[Stored data entries]

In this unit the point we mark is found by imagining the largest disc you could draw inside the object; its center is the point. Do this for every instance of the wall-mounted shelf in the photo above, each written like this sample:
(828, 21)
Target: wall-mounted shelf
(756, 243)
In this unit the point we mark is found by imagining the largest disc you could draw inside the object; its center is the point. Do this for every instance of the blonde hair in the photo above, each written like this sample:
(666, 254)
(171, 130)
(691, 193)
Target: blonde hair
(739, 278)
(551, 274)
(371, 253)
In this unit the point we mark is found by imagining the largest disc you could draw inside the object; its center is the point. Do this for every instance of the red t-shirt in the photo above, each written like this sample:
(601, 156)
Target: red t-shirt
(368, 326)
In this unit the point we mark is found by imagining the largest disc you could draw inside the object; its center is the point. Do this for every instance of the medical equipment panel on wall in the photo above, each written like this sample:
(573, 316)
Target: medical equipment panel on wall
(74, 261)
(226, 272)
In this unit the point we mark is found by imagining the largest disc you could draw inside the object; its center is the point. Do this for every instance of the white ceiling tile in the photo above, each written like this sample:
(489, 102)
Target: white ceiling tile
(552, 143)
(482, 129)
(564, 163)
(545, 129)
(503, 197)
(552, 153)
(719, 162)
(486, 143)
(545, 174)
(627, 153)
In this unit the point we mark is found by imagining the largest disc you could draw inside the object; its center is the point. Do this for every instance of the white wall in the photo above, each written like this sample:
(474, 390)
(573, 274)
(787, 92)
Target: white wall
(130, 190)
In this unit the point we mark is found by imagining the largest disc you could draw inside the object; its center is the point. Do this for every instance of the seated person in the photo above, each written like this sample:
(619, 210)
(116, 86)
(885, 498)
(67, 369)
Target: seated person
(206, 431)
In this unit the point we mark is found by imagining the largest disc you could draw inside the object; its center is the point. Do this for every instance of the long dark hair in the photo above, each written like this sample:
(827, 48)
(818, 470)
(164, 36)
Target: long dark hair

EXERCISE BRIEF: Rewrite the rows from the line containing "of the seated" through the end of the rows, inclusive, swapping "seated person" for "sitting person" and leaving everything else unchanged.

COMPLETE OUTPUT:
In this unit the point we mark is found by imagining the largest disc you could draw inside the object; its center is the point. Do this for every instance of the sitting person in the photo above, each written like this sample:
(619, 210)
(116, 86)
(885, 498)
(67, 369)
Target: sitting person
(206, 431)
In this unit the point we mark is found by imagining the largest disc you could draw inside the object; its center is the point. Do this for every instance of the long dark hair in the photo above, each written like this sample:
(827, 48)
(818, 470)
(164, 36)
Target: long dark hair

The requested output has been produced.